[Items from a dataset]
* * * * *

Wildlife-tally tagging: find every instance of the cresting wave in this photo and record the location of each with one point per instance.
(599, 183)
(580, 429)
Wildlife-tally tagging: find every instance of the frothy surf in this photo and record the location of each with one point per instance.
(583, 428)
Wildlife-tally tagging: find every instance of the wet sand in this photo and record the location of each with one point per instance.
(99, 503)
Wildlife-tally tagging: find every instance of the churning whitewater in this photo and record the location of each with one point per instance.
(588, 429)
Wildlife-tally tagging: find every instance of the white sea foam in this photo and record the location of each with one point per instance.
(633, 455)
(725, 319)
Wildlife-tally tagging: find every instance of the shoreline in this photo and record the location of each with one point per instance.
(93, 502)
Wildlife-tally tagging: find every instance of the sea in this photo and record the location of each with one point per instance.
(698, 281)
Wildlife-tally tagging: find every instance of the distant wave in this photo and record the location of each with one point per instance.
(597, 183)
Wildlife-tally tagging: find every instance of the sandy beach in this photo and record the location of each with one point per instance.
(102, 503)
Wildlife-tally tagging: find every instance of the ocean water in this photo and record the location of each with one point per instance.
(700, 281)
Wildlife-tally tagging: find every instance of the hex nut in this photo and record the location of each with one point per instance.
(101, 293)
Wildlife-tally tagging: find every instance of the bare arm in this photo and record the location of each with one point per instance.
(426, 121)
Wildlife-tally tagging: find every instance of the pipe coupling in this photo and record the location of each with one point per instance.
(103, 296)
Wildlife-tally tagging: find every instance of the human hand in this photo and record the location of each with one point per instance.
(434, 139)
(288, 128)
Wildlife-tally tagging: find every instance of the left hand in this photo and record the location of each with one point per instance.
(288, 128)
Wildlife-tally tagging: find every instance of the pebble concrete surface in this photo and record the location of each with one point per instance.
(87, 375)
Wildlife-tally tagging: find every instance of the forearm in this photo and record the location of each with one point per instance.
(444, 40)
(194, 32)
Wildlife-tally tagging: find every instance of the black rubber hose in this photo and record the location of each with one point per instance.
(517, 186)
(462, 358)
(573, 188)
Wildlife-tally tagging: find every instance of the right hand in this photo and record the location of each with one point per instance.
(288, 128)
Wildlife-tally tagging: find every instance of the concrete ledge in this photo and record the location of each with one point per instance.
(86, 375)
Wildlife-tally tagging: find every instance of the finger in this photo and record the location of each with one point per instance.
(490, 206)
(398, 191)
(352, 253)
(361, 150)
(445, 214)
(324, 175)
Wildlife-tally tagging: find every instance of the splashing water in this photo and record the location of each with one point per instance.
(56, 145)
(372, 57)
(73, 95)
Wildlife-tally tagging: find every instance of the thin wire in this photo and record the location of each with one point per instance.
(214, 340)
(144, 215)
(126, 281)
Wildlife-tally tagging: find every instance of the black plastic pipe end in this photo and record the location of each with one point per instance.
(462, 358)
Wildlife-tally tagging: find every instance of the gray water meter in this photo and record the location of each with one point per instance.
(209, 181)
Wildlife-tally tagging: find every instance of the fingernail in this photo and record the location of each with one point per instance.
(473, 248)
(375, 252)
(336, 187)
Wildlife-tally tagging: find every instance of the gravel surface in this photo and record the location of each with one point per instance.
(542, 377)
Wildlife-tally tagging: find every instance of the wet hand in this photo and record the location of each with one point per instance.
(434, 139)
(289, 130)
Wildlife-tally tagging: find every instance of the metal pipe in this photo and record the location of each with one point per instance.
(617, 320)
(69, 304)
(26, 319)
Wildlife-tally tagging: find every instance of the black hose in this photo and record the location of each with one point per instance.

* * * * *

Print each line, exactly as written, from the one that contains "Wildlife-tally tagging: find every instance of the gray" to the end of the data above, with both end lines included and nothing else.

OUTPUT FOR THIS EXERCISE:
Wildlife-tally tagging: find every instance of the gray water meter in this photo and record the location of each with one point per instance.
(209, 181)
Wildlife-tally tagging: find every instance of the fingernail in this photo and record the location of each with one point per instance.
(473, 248)
(375, 252)
(336, 187)
Wildlife-tally tagging: find every instance of the gravel surface in this photo and record the location of each with one point per instance.
(542, 377)
Wildlife-tally tagging: find every instance of the wet hand in this photo and record the location of each with one point per instance.
(434, 139)
(289, 130)
Wildlife-tally tagging: find every instance of the metal pipe in this photo and record the location of each with one point per instance.
(617, 320)
(69, 304)
(26, 319)
Wildlife-tally tagging: find every instance of the black hose in this photo and record the location of each with one point per instance.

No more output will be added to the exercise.